Stéphane hat mittlerweile viel Erfahrung, aber er ist gewiss ein untypischer Schauspieler. Bei uns ist die Arbeitsgrundlage unsere Freundschaft und das Vertrauen, das wir ineinander setzen können. Stéphane macht alles, was ich als Regisseur von ihm will. Aber er will auch alles, was ich ihm geben kann. Er trägt seine Figur mit sich, er hat sie selbst erschaffen, insofern ist er ihr perfekter Darsteller.

DIMITRI DURDAINE:

Ich konnte mir nicht vorstellen, Angelo von einem Schauspieler spielen zu lassen. Notwendigerweise hätte dieser eine Biografie zu seiner Figur erfunden, Absichten, Motivationen. In den Castings konnte man sehen, wie sich alle einen Reim auf die Figur gemacht hatten. Das wollte ich nicht. Niemand sollte sich seiner Jugend wegen für etwas „Größeres“ aufopfern, auch nicht für ein bisschen Kinoruhm. Es ging um Zärtlichkeit und Zutrauen – und das existiert auch in der Beziehung zu einem Mörder. Angelo musste passiv sein, Dialogsätze sagen und sich an die Bewegungsmarkierungen halten. Dimitri Durdaine hat etwas sehr Modernes in seiner physischen Ausstrahlung: seine Sanftheit umhüllt ihn wie ein Schild, macht ihn undurchdringlich. Sowas kann man nicht spielen. Er verkörpert auf ideale Weise (wie bei Dennis Cooper oder in den Filmen von Araki) in sich selbst ruhende Figuren, die plötzlich abgründig werden, wenn sie mit Chaos und Katastrophen konfrontiert werden. Ein schwarzes Loch, attraktiv und zerstörerisch. Erst nach monatelangem Suchen hatten wir ihn gefunden – und man wird noch viel von ihm hören!

> AUFGABEN ZUR ÜBUNG:
**A.** Ändere im Textauszug über die Schauspieler eine Stelle: Beginne bei den Worten „Stéphane hat mittlerweile“ und höre nach „ihr perfekter Darsteller.“ auf. Schreib diesen Teil neu, wobei „Regisseur“ durch „Filmemacher“ ersetzt wird.
**B.** Welche Eigennamen von Personen und Figuren kommen im Textauszug vor? Nenne sie alle.

> Rahmenmarkierungen für Fotos:
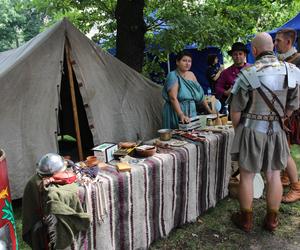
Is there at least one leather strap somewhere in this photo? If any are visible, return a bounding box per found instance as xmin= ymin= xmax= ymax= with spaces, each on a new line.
xmin=257 ymin=87 xmax=285 ymax=130
xmin=260 ymin=82 xmax=285 ymax=114
xmin=285 ymin=53 xmax=300 ymax=63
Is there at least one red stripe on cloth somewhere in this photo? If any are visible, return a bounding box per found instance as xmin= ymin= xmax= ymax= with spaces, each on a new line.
xmin=183 ymin=147 xmax=190 ymax=222
xmin=143 ymin=165 xmax=150 ymax=246
xmin=101 ymin=175 xmax=113 ymax=247
xmin=149 ymin=156 xmax=166 ymax=236
xmin=129 ymin=172 xmax=134 ymax=249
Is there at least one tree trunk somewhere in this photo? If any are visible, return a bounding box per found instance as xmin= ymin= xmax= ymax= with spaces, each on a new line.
xmin=115 ymin=0 xmax=146 ymax=72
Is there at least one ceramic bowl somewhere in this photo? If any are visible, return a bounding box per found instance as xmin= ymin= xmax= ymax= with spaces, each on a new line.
xmin=135 ymin=145 xmax=156 ymax=157
xmin=157 ymin=129 xmax=172 ymax=141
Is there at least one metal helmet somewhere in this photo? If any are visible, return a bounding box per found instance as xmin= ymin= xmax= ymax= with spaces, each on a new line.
xmin=36 ymin=153 xmax=66 ymax=175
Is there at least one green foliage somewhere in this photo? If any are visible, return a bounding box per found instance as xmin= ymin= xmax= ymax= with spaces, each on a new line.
xmin=0 ymin=0 xmax=300 ymax=73
xmin=1 ymin=199 xmax=18 ymax=249
xmin=0 ymin=0 xmax=43 ymax=51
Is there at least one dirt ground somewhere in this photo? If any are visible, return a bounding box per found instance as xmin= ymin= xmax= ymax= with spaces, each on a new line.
xmin=151 ymin=198 xmax=300 ymax=250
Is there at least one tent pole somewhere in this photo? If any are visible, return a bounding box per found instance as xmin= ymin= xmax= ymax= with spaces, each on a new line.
xmin=65 ymin=37 xmax=83 ymax=161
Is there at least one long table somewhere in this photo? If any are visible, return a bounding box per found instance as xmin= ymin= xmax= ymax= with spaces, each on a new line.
xmin=71 ymin=129 xmax=234 ymax=250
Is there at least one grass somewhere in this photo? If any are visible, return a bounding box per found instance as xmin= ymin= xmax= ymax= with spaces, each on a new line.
xmin=13 ymin=145 xmax=300 ymax=250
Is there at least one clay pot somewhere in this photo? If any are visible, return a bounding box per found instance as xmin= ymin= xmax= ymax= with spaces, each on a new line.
xmin=85 ymin=156 xmax=99 ymax=167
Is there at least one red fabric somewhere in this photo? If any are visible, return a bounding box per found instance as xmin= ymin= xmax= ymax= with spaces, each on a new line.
xmin=0 ymin=154 xmax=17 ymax=249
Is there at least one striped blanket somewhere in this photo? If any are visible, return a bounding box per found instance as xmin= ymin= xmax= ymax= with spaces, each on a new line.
xmin=71 ymin=130 xmax=234 ymax=250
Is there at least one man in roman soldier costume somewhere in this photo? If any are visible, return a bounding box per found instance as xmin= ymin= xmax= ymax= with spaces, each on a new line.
xmin=274 ymin=29 xmax=300 ymax=203
xmin=228 ymin=33 xmax=300 ymax=232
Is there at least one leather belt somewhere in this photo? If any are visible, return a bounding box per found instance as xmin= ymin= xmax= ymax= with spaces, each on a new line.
xmin=243 ymin=113 xmax=281 ymax=121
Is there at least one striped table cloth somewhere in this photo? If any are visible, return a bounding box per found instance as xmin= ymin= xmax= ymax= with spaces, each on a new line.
xmin=71 ymin=129 xmax=234 ymax=250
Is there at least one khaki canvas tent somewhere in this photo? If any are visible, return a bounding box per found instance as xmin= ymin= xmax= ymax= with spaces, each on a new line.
xmin=0 ymin=19 xmax=162 ymax=198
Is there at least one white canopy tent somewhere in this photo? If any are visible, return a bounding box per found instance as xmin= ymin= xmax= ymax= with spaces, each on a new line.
xmin=0 ymin=19 xmax=163 ymax=198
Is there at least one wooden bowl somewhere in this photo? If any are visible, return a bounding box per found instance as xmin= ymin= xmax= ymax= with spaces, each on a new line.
xmin=135 ymin=145 xmax=156 ymax=157
xmin=85 ymin=156 xmax=100 ymax=167
xmin=119 ymin=141 xmax=136 ymax=148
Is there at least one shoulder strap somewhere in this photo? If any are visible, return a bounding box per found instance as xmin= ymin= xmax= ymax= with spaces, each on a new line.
xmin=286 ymin=53 xmax=300 ymax=63
xmin=257 ymin=87 xmax=285 ymax=130
xmin=261 ymin=82 xmax=285 ymax=113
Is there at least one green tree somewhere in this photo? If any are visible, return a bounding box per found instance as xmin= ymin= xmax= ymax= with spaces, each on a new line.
xmin=0 ymin=0 xmax=43 ymax=51
xmin=0 ymin=0 xmax=300 ymax=71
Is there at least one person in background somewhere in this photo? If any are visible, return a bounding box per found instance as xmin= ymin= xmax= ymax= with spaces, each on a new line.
xmin=274 ymin=29 xmax=300 ymax=203
xmin=162 ymin=51 xmax=212 ymax=129
xmin=229 ymin=33 xmax=300 ymax=232
xmin=206 ymin=54 xmax=224 ymax=95
xmin=216 ymin=42 xmax=250 ymax=111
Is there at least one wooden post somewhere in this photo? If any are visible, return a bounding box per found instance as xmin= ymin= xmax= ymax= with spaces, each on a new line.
xmin=65 ymin=38 xmax=83 ymax=161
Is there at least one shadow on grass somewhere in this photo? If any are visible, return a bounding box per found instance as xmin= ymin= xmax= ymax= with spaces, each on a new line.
xmin=13 ymin=145 xmax=300 ymax=250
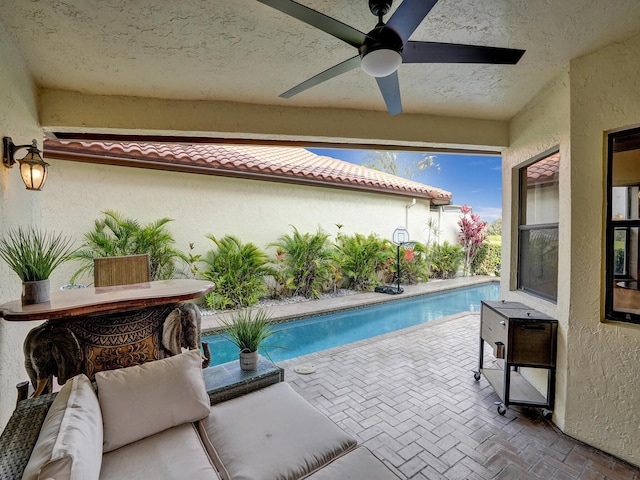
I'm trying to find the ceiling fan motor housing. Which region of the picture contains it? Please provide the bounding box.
[358,25,403,77]
[369,0,393,17]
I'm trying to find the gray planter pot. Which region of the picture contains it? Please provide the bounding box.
[240,350,258,372]
[22,278,51,305]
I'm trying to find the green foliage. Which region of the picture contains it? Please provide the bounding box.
[334,233,392,291]
[221,309,273,353]
[362,151,440,179]
[70,210,187,283]
[486,218,502,237]
[271,227,331,298]
[471,242,502,276]
[199,235,275,309]
[429,241,464,279]
[0,227,72,282]
[400,242,429,285]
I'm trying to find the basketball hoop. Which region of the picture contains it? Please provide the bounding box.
[403,242,416,261]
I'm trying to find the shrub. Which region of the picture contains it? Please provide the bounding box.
[471,242,502,276]
[458,205,487,275]
[69,210,186,284]
[270,227,331,298]
[221,309,274,352]
[400,242,429,285]
[429,241,465,278]
[334,233,391,291]
[0,227,72,282]
[200,235,274,309]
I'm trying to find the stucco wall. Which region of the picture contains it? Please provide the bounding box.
[0,152,457,430]
[42,160,444,286]
[501,32,640,465]
[566,31,640,465]
[0,25,42,428]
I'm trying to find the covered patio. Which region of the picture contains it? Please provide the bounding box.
[272,300,640,480]
[0,0,640,472]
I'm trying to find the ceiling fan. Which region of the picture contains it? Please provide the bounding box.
[258,0,524,115]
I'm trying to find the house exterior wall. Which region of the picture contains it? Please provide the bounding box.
[500,70,571,428]
[42,160,442,286]
[501,31,640,465]
[0,25,43,428]
[0,145,457,428]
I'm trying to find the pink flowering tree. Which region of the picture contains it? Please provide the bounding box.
[458,205,487,275]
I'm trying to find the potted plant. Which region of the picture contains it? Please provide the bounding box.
[0,227,72,305]
[222,309,274,371]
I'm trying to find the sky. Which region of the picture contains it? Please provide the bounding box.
[308,148,502,223]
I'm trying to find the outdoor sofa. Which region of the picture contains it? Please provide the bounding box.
[16,350,398,480]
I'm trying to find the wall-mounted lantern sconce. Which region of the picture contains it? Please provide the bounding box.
[2,137,49,190]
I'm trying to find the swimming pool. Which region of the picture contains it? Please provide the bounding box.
[202,283,500,365]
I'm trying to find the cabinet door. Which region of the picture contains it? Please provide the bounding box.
[507,318,557,367]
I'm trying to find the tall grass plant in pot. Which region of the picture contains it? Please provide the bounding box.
[0,227,73,305]
[222,308,274,371]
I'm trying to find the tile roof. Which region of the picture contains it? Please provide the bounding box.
[527,152,560,185]
[44,140,451,205]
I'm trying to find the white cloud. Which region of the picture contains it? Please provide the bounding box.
[473,207,502,223]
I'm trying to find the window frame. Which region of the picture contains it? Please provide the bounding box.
[604,127,640,324]
[516,146,560,303]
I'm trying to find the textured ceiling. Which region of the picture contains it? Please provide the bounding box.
[0,0,640,120]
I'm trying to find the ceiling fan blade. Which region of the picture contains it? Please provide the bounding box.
[376,72,402,115]
[280,55,360,98]
[387,0,438,43]
[258,0,367,48]
[402,42,525,65]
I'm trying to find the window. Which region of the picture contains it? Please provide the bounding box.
[518,151,560,301]
[605,129,640,323]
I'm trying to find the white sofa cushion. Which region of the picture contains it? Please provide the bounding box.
[96,350,210,452]
[199,383,364,480]
[306,447,399,480]
[100,423,220,480]
[22,374,102,480]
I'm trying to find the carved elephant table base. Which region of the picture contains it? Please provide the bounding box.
[0,279,214,400]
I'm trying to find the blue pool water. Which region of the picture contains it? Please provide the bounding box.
[202,283,500,365]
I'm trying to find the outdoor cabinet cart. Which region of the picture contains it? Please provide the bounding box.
[474,300,558,415]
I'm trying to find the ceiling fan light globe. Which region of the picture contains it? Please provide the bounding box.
[360,48,402,77]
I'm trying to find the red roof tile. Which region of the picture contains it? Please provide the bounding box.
[44,140,451,204]
[527,152,560,185]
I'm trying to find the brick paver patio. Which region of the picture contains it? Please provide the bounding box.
[279,314,640,480]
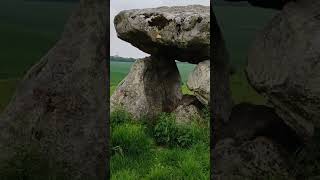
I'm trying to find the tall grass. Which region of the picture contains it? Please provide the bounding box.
[111,107,209,180]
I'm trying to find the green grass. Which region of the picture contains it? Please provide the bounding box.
[110,110,210,180]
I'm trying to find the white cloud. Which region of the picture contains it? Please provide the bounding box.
[110,0,210,58]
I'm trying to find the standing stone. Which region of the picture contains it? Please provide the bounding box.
[0,0,108,180]
[110,56,182,118]
[187,60,210,105]
[246,0,320,139]
[210,12,233,123]
[212,137,293,180]
[114,5,210,64]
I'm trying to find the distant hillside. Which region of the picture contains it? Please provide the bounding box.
[110,56,136,62]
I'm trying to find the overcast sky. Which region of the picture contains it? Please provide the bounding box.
[110,0,210,58]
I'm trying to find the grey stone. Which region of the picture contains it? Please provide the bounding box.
[210,10,233,123]
[114,5,210,63]
[212,137,292,179]
[110,56,182,119]
[0,0,108,180]
[246,0,320,140]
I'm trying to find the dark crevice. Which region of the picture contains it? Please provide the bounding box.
[149,15,170,30]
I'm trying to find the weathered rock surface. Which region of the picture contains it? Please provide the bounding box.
[173,95,204,124]
[110,57,182,118]
[0,0,108,179]
[246,0,320,139]
[187,60,210,105]
[212,137,292,180]
[213,103,302,152]
[210,10,233,123]
[114,5,210,63]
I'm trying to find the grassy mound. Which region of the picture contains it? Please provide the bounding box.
[110,110,210,180]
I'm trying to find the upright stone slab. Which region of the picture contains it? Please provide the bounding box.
[0,0,108,180]
[210,12,233,124]
[110,56,182,119]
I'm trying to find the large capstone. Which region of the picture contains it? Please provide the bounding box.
[114,5,210,63]
[187,60,210,105]
[110,57,182,118]
[0,0,108,180]
[246,0,320,139]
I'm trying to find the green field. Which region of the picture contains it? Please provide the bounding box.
[0,0,274,179]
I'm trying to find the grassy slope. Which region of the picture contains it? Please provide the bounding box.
[110,111,210,180]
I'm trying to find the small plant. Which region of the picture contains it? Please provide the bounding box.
[146,164,176,180]
[110,107,133,127]
[111,170,139,180]
[111,123,152,155]
[153,114,205,147]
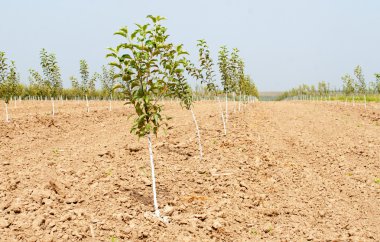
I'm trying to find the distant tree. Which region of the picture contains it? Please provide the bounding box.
[40,49,63,97]
[218,46,234,93]
[318,81,329,96]
[69,76,80,90]
[88,72,101,93]
[186,39,216,92]
[100,66,116,98]
[342,74,355,95]
[79,60,90,95]
[354,66,367,94]
[0,61,20,104]
[375,73,380,94]
[0,51,8,84]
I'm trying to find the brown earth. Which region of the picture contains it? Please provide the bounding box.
[0,101,380,241]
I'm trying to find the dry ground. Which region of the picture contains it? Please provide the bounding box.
[0,101,380,241]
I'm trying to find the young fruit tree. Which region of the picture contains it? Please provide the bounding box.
[40,49,62,116]
[79,60,90,112]
[181,39,217,157]
[107,15,187,219]
[354,66,367,109]
[100,66,115,111]
[0,52,20,122]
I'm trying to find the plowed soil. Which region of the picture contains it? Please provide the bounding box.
[0,101,380,241]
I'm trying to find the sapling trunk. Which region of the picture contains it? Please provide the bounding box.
[190,108,203,160]
[51,97,55,117]
[148,134,161,218]
[234,93,236,113]
[218,97,227,135]
[226,92,228,124]
[86,94,90,113]
[109,94,112,112]
[5,103,9,123]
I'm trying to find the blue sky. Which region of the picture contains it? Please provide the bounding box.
[0,0,380,91]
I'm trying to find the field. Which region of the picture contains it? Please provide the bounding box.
[0,101,380,241]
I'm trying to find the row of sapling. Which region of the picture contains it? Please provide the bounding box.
[0,52,20,122]
[107,15,196,219]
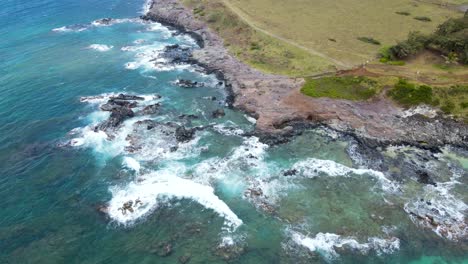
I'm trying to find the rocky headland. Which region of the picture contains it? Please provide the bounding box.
[142,0,468,149]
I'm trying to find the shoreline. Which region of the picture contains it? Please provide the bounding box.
[141,0,468,151]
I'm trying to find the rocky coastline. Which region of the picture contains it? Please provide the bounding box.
[141,0,468,151]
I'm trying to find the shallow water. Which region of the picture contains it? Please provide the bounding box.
[0,0,468,263]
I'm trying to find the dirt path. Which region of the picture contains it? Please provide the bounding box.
[221,0,352,68]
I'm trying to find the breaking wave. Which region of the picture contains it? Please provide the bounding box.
[292,232,400,260]
[109,170,242,231]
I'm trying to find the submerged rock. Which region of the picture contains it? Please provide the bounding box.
[151,242,172,257]
[110,94,145,101]
[211,109,226,118]
[176,79,205,88]
[283,169,298,176]
[161,44,192,64]
[416,170,437,186]
[175,126,195,142]
[179,255,192,264]
[97,107,135,131]
[141,103,161,115]
[93,17,113,26]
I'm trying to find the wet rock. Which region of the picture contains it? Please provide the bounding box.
[179,114,198,119]
[283,169,298,176]
[161,44,192,64]
[110,94,145,101]
[179,255,192,264]
[211,109,226,118]
[151,242,172,257]
[176,79,205,88]
[247,154,258,159]
[202,96,217,101]
[416,170,437,186]
[175,126,195,142]
[94,18,113,26]
[215,244,245,261]
[96,204,109,215]
[141,103,161,115]
[97,107,135,131]
[247,188,263,196]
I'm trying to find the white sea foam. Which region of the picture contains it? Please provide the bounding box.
[404,174,468,241]
[109,171,242,231]
[88,44,114,52]
[293,158,398,191]
[122,157,141,173]
[52,25,89,33]
[133,39,146,45]
[402,105,437,118]
[70,93,160,157]
[292,232,400,260]
[244,115,257,125]
[141,0,153,15]
[213,121,244,136]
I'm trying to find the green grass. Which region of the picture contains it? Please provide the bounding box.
[301,76,380,101]
[414,16,432,22]
[226,0,462,65]
[183,0,332,77]
[388,79,434,107]
[357,37,380,45]
[395,11,411,16]
[388,79,468,121]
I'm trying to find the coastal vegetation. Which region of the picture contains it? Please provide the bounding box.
[301,76,379,100]
[387,79,468,121]
[381,12,468,64]
[184,0,331,76]
[183,0,463,72]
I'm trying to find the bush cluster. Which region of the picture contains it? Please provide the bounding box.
[381,12,468,64]
[388,79,433,107]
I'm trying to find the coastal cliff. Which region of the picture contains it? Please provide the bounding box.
[142,0,468,148]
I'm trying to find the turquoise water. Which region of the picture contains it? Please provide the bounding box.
[0,0,468,263]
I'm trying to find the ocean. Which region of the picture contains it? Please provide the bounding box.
[0,0,468,263]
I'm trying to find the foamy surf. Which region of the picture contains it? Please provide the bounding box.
[109,170,242,231]
[404,174,468,241]
[88,44,114,52]
[293,158,398,192]
[292,232,400,260]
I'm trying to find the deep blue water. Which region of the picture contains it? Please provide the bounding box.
[0,0,468,263]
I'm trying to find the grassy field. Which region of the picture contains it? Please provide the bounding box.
[183,0,334,76]
[220,0,468,65]
[301,76,381,100]
[183,0,468,120]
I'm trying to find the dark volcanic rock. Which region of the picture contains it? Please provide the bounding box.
[93,18,113,26]
[211,109,226,118]
[97,107,135,131]
[175,126,195,142]
[142,0,468,150]
[416,170,437,186]
[176,79,205,88]
[161,44,192,64]
[110,94,145,101]
[179,114,198,119]
[283,169,298,176]
[141,103,161,115]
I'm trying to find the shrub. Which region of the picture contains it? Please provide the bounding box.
[388,79,433,107]
[388,31,429,59]
[357,37,380,45]
[395,11,411,16]
[414,16,432,22]
[386,14,468,64]
[440,101,455,114]
[250,42,260,50]
[301,76,378,100]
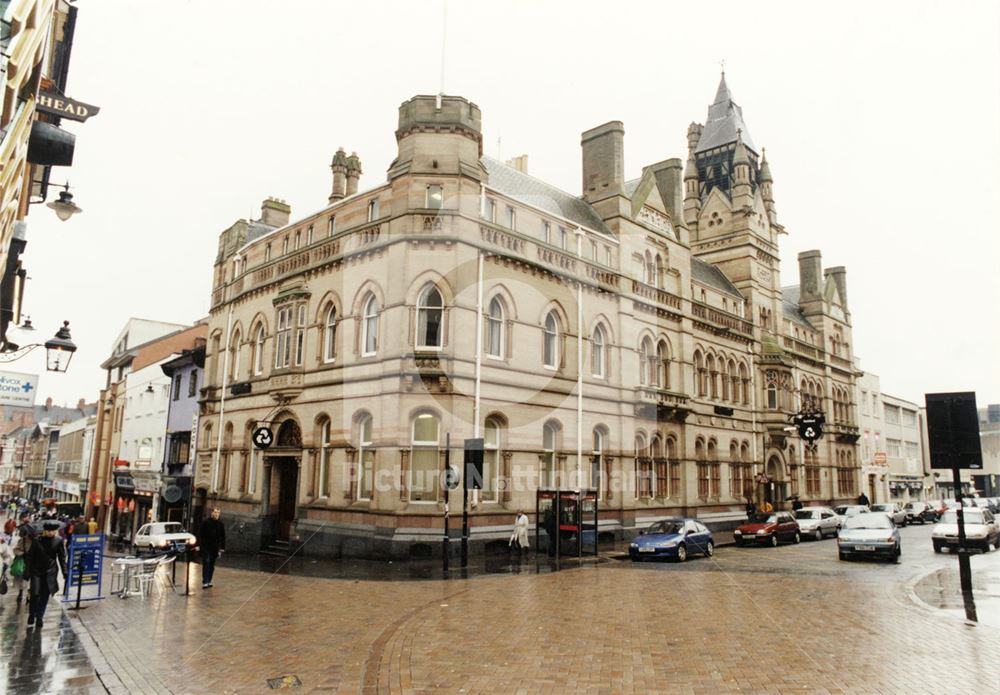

> DIE LÖSUNGEN:
**A.**
Stéphane hat mittlerweile viel Erfahrung, aber er ist gewiss ein untypischer Schauspieler. Bei uns ist die Arbeitsgrundlage unsere Freundschaft und das Vertrauen, das wir ineinander setzen können. Stéphane macht alles, was ich als Filmemacher von ihm will. Aber er will auch alles, was ich ihm geben kann. Er trägt seine Figur mit sich, er hat sie selbst erschaffen, insofern ist er ihr perfekter Darsteller.

**B.**
- Stéphane
- Dimitri Durdaine
- Angelo
- Dennis Cooper
- Araki